* What is being asked
Report each line of the records below that holds the word "window" by copying those lines in full, paying attention to case.

Dataset entries
++++++++++++++++++++

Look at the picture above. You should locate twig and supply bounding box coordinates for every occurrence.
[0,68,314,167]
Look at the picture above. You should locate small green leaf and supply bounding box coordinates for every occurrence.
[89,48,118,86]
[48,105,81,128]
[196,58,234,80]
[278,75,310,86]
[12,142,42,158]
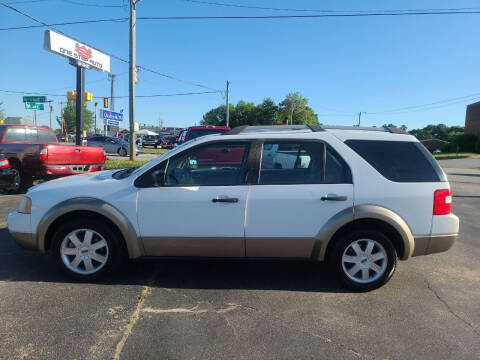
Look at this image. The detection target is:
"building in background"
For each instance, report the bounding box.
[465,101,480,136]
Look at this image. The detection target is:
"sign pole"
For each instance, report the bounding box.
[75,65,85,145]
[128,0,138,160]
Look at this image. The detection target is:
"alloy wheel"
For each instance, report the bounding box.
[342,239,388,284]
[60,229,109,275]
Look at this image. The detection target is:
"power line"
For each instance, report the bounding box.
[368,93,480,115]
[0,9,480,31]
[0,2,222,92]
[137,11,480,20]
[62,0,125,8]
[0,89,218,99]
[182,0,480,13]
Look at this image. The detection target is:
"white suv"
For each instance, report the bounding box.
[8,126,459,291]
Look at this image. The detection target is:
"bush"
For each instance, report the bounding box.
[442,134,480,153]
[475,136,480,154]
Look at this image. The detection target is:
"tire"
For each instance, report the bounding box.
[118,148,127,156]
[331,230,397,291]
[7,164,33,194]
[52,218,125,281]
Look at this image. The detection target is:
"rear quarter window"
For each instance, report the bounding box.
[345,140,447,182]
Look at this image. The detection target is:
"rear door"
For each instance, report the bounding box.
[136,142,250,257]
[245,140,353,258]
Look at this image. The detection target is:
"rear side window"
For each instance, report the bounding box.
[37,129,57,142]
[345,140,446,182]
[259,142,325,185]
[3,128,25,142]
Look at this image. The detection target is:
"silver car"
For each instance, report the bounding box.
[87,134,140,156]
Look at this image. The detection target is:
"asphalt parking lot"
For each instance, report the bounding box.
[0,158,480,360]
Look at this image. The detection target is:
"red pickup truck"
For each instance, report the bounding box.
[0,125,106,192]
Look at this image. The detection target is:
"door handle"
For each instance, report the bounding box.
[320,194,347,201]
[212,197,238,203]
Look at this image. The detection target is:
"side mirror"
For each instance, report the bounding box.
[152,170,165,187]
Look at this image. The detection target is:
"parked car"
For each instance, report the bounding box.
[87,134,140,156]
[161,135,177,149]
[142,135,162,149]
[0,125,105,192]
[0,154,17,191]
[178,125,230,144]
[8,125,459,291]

++++++++++++++++++++

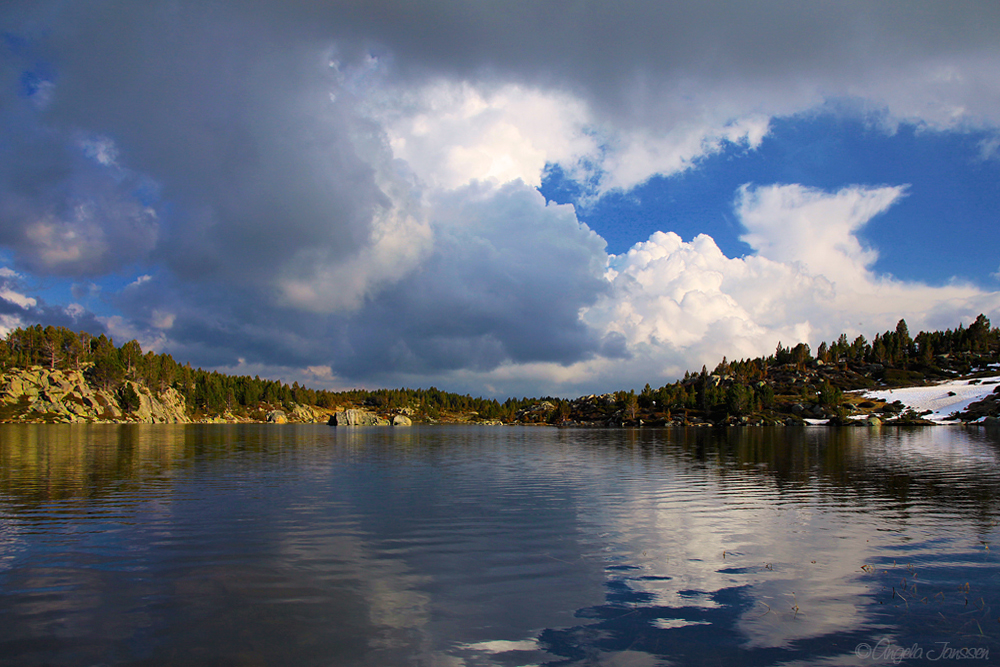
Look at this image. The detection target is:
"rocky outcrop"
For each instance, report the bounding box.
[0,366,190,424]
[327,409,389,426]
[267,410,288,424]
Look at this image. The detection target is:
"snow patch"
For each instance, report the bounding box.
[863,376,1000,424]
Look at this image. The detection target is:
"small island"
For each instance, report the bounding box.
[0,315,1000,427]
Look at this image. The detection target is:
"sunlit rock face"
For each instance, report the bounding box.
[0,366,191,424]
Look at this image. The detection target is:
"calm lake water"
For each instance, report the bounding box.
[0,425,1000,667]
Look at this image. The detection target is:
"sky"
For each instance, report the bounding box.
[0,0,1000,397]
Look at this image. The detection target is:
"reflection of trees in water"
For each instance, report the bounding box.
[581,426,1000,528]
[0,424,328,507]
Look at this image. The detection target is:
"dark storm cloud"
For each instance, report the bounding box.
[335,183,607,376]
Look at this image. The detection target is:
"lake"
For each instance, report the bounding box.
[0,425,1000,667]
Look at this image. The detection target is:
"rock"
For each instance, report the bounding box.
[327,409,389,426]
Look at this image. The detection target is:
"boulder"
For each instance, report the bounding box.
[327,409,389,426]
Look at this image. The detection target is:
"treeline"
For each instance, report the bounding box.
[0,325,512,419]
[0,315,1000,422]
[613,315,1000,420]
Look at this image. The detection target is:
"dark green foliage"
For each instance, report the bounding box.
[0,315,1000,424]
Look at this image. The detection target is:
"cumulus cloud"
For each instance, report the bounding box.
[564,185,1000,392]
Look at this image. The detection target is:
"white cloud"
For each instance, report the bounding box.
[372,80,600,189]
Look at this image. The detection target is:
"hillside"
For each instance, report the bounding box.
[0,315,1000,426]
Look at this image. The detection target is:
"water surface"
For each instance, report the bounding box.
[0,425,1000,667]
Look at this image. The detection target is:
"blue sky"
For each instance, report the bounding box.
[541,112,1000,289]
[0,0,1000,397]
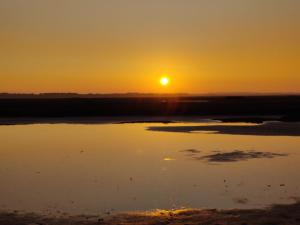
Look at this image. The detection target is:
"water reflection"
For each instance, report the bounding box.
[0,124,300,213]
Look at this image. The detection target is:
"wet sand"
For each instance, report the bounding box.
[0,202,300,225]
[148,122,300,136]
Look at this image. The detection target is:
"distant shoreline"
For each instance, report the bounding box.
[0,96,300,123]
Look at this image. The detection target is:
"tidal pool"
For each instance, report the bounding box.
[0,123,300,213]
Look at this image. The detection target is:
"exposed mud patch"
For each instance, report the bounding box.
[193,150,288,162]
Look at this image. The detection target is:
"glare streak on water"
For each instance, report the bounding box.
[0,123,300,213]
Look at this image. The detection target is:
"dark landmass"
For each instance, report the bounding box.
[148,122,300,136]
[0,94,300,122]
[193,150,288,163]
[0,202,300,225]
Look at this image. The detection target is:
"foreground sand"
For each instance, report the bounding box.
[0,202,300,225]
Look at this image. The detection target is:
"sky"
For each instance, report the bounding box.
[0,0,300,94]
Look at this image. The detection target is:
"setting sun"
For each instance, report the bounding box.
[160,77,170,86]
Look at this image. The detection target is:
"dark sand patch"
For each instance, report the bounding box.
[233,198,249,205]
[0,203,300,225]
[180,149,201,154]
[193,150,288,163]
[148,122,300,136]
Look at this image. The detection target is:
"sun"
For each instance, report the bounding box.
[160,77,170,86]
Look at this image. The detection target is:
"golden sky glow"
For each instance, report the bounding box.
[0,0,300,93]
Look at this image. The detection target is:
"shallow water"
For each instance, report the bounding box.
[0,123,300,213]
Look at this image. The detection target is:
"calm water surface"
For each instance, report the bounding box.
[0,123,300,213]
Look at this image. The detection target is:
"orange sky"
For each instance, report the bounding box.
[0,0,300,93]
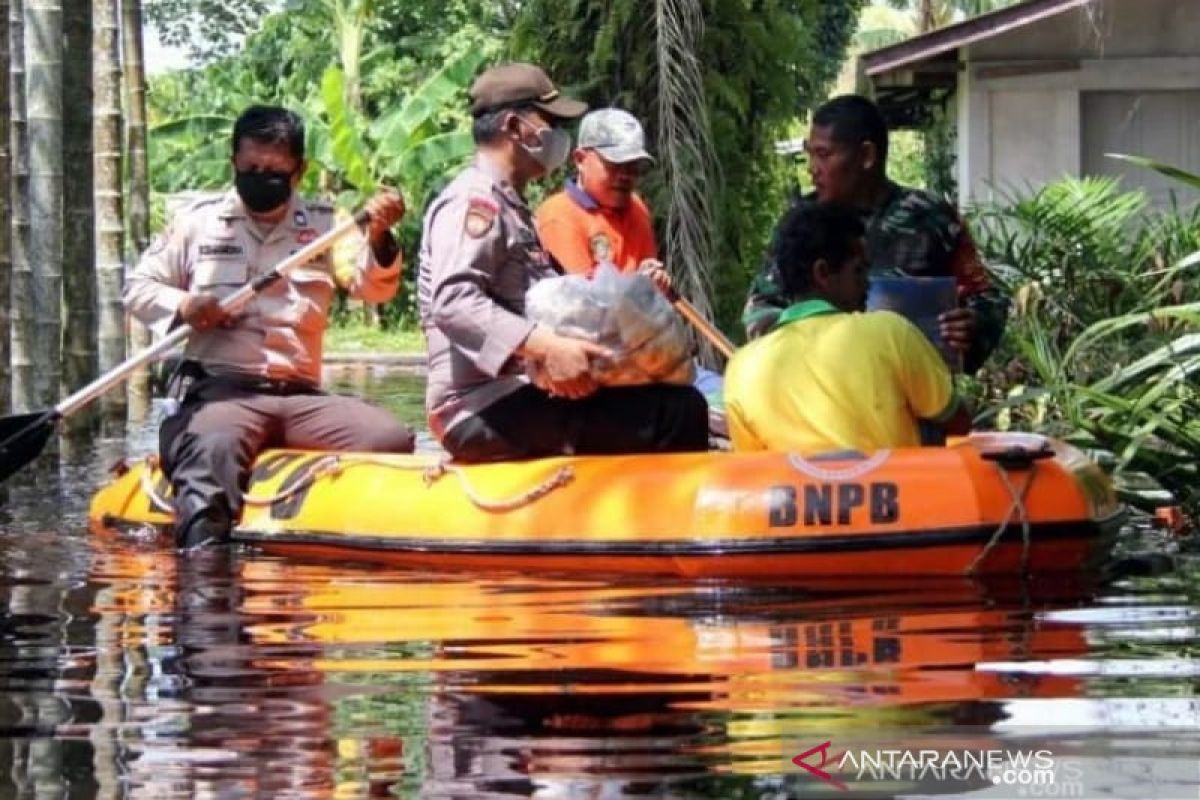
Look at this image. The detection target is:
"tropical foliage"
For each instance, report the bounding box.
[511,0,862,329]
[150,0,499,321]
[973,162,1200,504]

++++++++++++++++++++

* The answer
"rear quarter window"
"rear side window"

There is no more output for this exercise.